Problem description → A single number is wanted: how many lines of the records below contain the word "beard".

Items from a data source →
>>>>
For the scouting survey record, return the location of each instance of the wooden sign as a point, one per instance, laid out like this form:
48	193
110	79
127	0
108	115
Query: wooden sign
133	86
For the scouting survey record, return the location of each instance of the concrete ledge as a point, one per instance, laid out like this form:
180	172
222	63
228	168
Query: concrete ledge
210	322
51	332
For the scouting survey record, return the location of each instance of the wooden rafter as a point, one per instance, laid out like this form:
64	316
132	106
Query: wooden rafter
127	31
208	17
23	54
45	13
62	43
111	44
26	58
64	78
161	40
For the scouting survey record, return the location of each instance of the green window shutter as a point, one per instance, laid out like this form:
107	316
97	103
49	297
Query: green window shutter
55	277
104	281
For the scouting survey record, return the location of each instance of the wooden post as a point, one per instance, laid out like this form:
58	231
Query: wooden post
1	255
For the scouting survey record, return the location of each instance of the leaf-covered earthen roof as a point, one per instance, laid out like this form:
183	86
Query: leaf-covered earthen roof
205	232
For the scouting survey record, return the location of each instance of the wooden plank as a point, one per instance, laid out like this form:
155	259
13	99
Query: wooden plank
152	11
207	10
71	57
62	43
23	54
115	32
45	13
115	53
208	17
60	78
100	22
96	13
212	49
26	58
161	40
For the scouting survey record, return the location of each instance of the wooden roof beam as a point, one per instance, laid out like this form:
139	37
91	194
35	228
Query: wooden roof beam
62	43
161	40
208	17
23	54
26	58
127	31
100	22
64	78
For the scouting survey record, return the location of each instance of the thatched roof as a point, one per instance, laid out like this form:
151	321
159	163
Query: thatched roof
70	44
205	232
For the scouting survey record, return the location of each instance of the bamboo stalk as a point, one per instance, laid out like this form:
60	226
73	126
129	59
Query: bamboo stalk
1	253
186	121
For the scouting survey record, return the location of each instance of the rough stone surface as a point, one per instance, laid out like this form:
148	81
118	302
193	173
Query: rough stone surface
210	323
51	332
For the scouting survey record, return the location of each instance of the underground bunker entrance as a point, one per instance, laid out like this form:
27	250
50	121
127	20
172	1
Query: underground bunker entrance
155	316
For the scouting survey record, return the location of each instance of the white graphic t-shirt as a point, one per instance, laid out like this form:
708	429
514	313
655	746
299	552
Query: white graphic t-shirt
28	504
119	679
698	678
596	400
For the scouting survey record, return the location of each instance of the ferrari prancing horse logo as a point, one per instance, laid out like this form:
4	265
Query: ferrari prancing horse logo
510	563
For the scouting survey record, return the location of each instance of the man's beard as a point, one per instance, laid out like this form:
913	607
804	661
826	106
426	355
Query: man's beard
<<<<
Exercise output → 2